> _DIRECTIVE_:
Below are some records; give them all again exactly, but not the pictures.

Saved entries
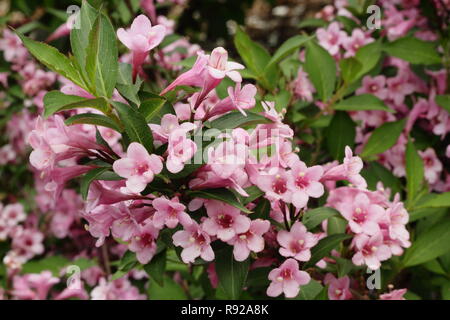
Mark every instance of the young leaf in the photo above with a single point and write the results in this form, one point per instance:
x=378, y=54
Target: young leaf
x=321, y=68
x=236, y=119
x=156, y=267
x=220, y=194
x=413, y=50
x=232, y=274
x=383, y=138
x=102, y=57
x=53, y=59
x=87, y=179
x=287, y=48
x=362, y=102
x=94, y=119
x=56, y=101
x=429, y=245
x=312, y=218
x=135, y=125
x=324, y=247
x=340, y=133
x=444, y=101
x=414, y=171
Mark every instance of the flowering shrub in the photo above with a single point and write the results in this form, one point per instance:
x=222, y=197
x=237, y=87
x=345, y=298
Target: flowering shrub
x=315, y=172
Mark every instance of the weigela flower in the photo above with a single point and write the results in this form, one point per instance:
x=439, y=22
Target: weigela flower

> _FINAL RESULT_:
Mark every instance of the young leaf in the photo above with a single point and write the results in this form, one point per instance:
x=378, y=54
Target: young leaf
x=321, y=68
x=236, y=119
x=156, y=267
x=220, y=194
x=413, y=50
x=232, y=274
x=383, y=138
x=102, y=57
x=53, y=59
x=87, y=179
x=287, y=48
x=362, y=102
x=94, y=119
x=56, y=101
x=429, y=245
x=312, y=218
x=135, y=125
x=324, y=247
x=340, y=133
x=444, y=101
x=414, y=171
Mark every instance of the flowering shrub in the photo above with a single point and write the results in this form, one point per instance:
x=222, y=197
x=237, y=87
x=345, y=298
Target: flowering shrub
x=315, y=172
Mark every instance of the weigela flower in the photo above with a single point and write the results in this form, one point per instance:
x=439, y=22
Target: weigela flower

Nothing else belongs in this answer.